WHAT TO WORK ON. Search the listing for the word "laptop" and return each line that contains it.

SUPPLIED MATERIAL.

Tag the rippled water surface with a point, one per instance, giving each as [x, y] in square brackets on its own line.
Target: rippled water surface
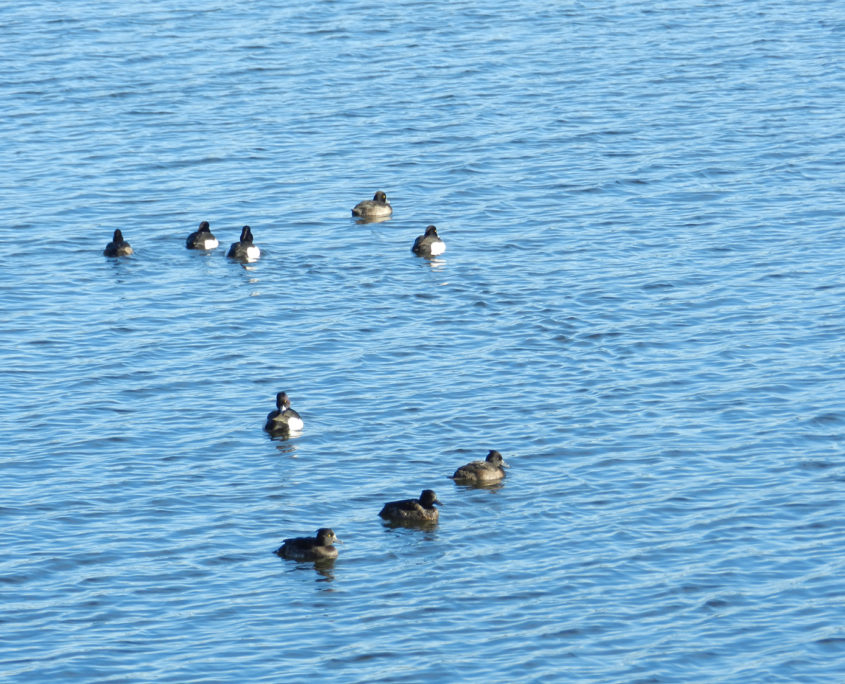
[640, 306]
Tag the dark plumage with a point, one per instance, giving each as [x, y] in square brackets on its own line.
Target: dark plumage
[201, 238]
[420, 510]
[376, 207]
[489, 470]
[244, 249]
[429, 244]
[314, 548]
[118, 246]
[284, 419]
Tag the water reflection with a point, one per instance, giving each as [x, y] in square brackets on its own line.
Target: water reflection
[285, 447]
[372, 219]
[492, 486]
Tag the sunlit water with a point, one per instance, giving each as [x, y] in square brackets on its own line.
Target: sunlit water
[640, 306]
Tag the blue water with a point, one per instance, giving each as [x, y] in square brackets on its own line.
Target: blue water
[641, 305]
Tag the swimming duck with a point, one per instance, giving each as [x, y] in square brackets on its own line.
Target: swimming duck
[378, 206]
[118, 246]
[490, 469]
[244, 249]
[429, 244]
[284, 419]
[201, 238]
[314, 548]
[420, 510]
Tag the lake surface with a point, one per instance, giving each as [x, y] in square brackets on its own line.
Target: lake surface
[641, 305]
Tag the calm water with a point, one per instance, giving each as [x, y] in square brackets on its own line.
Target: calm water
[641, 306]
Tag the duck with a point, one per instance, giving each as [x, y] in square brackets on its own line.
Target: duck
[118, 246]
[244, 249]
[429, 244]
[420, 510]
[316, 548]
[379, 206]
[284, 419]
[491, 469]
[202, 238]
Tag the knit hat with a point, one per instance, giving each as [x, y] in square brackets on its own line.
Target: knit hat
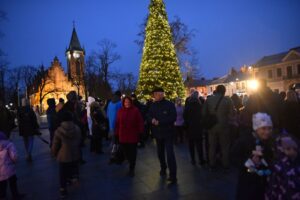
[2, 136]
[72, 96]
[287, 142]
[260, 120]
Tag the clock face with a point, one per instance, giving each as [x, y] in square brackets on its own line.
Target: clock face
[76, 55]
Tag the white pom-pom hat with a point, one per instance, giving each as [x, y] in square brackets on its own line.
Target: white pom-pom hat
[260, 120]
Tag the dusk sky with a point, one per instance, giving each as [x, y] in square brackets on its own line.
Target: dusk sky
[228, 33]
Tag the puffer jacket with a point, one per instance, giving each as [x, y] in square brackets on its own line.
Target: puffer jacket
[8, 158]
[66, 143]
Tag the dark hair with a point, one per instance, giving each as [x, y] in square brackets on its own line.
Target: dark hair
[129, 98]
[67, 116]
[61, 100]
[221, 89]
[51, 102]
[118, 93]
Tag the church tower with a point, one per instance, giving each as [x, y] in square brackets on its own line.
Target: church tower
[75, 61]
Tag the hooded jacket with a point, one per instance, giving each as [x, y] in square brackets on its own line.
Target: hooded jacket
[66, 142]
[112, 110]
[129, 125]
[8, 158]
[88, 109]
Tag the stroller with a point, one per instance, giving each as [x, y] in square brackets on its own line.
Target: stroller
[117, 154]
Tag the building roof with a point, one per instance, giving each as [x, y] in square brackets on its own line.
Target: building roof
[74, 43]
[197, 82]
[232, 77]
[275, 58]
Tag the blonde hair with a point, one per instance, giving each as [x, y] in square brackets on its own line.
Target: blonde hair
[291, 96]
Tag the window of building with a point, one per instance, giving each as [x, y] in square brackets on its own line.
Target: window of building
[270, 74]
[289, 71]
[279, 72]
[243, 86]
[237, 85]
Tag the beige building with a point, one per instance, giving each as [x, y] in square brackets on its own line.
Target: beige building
--
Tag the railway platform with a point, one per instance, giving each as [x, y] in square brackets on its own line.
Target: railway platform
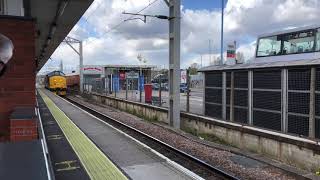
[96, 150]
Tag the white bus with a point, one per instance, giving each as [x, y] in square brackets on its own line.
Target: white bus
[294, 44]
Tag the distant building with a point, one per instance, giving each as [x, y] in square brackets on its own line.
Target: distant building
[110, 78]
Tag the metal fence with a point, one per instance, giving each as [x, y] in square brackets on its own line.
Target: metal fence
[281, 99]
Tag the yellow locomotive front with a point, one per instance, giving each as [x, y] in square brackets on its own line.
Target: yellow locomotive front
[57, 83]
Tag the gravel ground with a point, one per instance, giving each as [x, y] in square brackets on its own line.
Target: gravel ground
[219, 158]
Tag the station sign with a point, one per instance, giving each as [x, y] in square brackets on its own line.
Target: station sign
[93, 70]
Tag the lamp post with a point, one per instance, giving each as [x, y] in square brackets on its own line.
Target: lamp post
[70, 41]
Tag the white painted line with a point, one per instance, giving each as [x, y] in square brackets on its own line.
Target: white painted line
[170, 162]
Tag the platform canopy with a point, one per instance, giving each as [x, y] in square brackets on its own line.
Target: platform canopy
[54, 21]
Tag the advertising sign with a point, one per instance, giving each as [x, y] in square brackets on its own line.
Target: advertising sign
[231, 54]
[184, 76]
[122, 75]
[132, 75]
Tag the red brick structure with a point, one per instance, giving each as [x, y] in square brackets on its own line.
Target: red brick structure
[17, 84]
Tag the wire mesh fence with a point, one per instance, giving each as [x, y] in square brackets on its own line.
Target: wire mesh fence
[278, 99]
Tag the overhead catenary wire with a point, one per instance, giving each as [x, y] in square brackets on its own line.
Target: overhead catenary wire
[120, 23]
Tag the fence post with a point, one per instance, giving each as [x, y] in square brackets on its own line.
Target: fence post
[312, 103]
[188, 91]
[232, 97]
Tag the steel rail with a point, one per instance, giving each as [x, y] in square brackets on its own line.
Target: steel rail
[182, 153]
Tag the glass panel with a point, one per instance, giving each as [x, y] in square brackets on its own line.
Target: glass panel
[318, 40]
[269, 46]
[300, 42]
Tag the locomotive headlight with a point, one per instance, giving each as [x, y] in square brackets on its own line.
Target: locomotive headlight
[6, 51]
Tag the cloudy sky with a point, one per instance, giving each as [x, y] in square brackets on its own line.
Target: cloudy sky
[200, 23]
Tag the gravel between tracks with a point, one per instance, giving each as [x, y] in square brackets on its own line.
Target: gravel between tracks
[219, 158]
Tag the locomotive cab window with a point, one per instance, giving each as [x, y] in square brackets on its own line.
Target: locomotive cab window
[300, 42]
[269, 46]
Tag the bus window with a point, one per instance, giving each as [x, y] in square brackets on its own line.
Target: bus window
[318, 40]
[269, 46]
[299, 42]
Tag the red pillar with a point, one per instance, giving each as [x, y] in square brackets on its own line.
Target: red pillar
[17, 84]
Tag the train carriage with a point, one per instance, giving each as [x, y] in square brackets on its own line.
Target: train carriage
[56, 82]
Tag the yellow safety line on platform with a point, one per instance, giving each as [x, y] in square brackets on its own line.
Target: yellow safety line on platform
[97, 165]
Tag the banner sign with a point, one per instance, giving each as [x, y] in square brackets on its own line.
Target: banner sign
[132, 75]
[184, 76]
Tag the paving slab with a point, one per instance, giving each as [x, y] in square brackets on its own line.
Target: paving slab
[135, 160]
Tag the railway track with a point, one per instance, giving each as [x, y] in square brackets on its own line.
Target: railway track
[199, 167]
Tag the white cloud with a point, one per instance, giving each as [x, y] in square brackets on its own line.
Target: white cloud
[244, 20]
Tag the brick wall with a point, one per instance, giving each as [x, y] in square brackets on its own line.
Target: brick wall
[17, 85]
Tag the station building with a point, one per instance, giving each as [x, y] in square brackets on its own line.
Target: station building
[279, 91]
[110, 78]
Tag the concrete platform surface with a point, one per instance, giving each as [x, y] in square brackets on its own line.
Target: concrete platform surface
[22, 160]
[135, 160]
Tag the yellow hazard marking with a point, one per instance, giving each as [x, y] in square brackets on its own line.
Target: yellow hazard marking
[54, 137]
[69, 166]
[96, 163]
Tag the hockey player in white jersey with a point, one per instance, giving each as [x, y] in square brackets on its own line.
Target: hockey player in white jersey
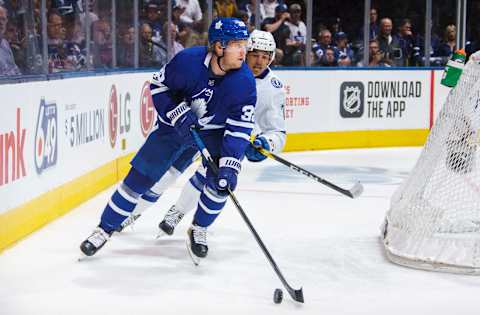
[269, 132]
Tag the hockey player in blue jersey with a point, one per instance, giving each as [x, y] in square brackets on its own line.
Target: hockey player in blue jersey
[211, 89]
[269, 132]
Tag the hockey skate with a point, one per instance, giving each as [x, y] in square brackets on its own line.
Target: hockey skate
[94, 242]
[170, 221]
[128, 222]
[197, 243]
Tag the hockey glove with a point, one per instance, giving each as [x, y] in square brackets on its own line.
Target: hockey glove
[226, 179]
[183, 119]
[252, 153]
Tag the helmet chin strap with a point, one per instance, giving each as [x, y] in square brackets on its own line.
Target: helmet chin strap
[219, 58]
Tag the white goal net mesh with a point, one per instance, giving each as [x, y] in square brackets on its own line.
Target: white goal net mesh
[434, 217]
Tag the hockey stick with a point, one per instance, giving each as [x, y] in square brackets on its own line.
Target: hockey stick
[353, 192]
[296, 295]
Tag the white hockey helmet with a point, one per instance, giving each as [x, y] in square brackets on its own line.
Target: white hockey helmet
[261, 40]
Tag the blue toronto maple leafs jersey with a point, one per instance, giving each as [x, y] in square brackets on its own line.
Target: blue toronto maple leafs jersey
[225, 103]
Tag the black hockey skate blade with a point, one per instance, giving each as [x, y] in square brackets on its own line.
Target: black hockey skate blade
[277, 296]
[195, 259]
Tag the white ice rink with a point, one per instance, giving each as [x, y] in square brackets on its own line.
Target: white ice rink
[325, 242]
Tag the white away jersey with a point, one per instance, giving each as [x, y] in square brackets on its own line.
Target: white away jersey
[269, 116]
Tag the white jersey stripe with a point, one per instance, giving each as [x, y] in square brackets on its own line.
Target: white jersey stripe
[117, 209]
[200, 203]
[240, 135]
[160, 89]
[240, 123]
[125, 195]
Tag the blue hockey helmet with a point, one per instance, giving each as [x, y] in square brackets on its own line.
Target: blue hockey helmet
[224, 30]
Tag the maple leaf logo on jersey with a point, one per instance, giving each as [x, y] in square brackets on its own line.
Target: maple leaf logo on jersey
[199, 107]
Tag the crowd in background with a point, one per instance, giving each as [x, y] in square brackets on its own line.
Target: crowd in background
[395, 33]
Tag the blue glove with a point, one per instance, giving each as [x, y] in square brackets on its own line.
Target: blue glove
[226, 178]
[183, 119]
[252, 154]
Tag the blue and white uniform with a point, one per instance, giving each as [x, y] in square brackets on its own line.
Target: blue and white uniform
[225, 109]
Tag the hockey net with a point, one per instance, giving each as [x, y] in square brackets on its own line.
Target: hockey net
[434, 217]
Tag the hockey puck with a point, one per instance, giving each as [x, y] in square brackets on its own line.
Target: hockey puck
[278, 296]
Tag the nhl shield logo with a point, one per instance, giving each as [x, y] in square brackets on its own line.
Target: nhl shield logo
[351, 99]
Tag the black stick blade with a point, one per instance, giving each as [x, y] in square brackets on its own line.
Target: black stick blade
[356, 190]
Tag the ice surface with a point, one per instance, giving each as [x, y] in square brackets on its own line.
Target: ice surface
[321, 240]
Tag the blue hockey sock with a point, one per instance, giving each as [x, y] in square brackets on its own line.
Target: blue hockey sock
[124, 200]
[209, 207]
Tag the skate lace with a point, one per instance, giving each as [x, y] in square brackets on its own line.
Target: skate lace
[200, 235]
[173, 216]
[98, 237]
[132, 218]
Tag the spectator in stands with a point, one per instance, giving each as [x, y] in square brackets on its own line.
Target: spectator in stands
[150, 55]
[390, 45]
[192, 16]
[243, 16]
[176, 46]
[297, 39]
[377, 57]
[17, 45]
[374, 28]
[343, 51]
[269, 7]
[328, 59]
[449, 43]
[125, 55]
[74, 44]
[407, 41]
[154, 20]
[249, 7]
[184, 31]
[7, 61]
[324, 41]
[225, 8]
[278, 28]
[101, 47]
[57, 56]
---
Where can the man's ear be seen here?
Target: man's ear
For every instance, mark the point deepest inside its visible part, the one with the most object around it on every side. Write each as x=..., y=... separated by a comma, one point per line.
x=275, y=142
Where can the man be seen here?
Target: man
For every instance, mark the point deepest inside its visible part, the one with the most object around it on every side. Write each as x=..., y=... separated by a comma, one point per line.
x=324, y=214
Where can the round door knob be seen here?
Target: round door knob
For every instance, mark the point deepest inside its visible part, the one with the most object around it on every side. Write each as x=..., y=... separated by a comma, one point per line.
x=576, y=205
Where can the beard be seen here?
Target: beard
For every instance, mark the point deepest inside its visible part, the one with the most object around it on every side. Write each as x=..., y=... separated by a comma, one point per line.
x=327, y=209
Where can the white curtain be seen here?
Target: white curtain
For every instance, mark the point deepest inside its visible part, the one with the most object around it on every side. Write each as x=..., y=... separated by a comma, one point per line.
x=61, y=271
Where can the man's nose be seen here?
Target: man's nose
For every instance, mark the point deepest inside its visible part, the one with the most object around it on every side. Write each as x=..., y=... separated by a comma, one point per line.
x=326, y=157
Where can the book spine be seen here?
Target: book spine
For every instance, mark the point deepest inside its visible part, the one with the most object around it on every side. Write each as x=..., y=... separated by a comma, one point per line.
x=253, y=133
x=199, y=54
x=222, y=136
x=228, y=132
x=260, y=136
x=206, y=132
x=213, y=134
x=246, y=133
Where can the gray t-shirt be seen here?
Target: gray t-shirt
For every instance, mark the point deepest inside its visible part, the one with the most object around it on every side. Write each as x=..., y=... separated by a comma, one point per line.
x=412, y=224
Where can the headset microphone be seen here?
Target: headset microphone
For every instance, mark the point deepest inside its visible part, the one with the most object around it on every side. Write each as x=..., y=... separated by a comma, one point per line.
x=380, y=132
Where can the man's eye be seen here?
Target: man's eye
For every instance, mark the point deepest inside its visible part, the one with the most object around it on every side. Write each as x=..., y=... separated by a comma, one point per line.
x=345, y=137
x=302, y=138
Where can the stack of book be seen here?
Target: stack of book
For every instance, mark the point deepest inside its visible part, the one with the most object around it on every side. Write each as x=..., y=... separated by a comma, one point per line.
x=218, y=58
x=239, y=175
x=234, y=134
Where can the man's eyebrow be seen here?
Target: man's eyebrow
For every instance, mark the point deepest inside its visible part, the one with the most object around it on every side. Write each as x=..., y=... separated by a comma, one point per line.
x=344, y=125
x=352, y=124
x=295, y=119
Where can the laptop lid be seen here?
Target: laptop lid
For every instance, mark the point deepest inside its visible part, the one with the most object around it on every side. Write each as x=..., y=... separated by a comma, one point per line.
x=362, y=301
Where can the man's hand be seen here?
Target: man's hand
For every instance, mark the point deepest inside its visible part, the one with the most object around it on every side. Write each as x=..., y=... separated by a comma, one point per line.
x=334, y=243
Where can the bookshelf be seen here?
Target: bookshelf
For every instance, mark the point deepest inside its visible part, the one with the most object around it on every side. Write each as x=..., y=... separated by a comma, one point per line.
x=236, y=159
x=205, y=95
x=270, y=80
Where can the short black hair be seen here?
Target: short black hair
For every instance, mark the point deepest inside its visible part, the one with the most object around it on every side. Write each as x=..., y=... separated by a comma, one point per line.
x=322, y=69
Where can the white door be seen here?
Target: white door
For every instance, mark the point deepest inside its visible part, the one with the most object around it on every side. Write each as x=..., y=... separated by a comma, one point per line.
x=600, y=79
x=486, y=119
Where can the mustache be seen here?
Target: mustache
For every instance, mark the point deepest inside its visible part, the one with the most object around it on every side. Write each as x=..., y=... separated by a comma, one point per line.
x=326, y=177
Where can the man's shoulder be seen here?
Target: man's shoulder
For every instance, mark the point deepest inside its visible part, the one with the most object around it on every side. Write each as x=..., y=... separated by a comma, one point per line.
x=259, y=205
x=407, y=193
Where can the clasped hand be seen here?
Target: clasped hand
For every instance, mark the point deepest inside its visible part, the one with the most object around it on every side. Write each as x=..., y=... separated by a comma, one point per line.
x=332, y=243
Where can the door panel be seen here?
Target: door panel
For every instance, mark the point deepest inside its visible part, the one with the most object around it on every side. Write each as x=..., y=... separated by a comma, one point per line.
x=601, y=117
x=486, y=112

THE ANSWER.
Where can the laptop lid be seen here?
Target: laptop lid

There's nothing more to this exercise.